[The problem]: Since only part of the material below is wanted, output exactly the lines from the one with "The resolver MUST return, for each instance of the hallway" up to and including the one with "The resolver MUST return, for each instance of the white window".

[Provided records]:
+===+

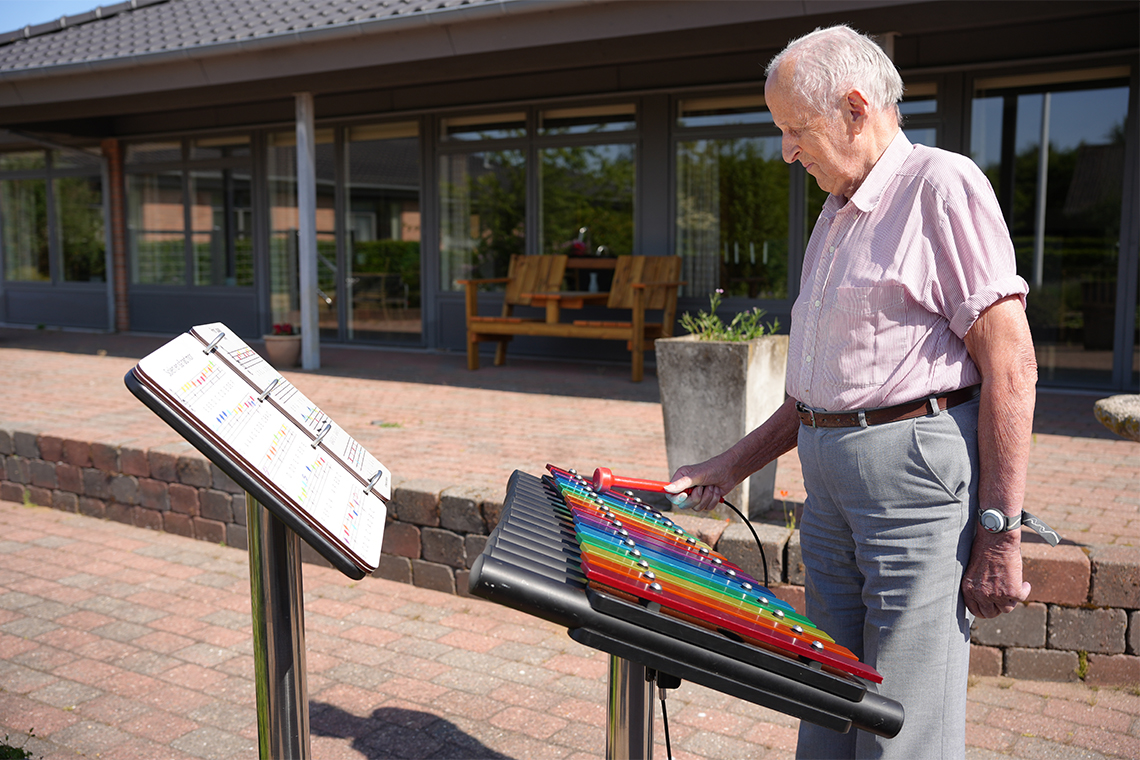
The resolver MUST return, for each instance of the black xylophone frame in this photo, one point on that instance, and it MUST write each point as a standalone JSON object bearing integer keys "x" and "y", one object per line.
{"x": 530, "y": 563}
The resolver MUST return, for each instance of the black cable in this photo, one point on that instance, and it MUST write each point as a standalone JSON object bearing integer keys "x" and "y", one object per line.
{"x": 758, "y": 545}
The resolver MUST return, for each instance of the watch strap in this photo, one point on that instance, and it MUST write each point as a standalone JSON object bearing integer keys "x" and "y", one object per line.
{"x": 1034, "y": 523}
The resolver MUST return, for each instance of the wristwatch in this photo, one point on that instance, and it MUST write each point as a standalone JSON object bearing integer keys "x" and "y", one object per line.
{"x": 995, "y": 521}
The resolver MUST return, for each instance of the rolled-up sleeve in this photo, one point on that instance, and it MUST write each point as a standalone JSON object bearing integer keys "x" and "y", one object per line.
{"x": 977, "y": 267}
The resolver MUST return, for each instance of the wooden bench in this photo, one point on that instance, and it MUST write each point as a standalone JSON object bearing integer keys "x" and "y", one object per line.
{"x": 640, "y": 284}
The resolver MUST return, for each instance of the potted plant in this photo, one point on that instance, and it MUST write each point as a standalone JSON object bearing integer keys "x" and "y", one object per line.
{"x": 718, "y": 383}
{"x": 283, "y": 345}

+===+

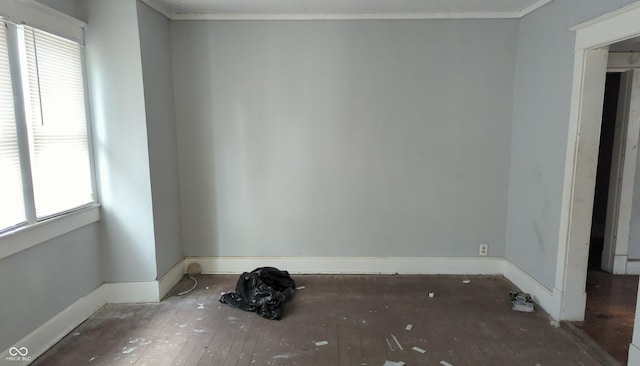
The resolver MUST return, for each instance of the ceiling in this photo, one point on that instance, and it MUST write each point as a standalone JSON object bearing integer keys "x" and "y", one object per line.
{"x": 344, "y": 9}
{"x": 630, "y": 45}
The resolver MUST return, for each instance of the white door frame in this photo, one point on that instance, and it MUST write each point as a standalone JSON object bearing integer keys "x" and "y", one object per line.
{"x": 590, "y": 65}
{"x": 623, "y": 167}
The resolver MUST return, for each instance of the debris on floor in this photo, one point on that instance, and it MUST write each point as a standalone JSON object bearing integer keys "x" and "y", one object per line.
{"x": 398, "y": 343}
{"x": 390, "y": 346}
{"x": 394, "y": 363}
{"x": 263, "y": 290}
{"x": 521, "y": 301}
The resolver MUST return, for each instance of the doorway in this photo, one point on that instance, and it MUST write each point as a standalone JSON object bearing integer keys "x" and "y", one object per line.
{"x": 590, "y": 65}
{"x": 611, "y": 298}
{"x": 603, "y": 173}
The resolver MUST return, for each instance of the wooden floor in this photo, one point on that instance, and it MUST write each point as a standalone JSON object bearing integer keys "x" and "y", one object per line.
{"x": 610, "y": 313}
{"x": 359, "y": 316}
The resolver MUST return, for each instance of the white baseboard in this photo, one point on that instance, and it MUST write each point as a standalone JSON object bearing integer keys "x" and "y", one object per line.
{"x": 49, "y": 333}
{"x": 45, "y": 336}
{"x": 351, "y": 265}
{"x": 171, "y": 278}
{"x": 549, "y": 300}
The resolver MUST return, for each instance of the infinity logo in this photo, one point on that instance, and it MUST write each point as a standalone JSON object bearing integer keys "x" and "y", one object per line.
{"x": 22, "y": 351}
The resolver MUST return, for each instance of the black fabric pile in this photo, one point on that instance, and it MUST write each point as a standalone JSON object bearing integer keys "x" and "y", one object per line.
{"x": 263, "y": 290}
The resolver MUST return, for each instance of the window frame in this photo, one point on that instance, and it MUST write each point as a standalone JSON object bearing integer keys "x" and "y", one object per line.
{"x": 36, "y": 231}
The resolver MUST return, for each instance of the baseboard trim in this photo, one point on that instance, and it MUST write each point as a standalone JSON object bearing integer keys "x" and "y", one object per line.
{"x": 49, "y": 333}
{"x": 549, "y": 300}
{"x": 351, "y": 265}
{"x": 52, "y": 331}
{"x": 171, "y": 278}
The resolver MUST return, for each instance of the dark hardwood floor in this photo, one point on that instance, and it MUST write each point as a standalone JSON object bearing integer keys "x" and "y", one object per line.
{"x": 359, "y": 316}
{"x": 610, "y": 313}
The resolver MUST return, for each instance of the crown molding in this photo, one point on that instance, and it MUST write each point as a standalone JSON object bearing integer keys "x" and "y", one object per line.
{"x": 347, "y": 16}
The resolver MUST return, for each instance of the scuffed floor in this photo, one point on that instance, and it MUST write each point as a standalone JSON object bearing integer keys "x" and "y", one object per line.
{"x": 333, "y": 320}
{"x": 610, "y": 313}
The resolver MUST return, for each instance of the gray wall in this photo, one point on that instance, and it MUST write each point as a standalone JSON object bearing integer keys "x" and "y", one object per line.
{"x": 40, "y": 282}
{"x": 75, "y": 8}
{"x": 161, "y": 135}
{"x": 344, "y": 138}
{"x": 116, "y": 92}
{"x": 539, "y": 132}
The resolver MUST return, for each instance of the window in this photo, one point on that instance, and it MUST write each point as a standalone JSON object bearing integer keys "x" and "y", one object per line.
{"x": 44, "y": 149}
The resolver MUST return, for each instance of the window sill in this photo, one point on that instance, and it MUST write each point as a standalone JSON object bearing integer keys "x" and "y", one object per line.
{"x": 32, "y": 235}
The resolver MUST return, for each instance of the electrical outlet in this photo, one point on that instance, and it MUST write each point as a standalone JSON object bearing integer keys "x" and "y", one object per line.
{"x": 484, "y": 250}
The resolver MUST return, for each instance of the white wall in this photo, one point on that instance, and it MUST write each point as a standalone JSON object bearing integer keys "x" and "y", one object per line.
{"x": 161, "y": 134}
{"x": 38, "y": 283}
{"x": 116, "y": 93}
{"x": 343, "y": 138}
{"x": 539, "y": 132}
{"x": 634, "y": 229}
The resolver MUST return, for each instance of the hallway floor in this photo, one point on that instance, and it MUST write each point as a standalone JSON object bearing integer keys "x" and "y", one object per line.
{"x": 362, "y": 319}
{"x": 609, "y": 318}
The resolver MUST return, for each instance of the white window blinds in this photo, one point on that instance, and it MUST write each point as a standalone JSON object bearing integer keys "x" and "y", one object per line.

+===+

[Solved exercise]:
The resolver MUST return, for each instance of the hallway floor in this photo, one point on that instance, and it MUST write each point as a standalone JSON object bearing integer keys "x" and "y", one object per line.
{"x": 362, "y": 319}
{"x": 609, "y": 318}
The resolver MUST return, for each instance of the white window blinds in this photo, one point on that instance, and it MUST write each point as a standalone JSON object bearing integer keys "x" and "y", one object per line.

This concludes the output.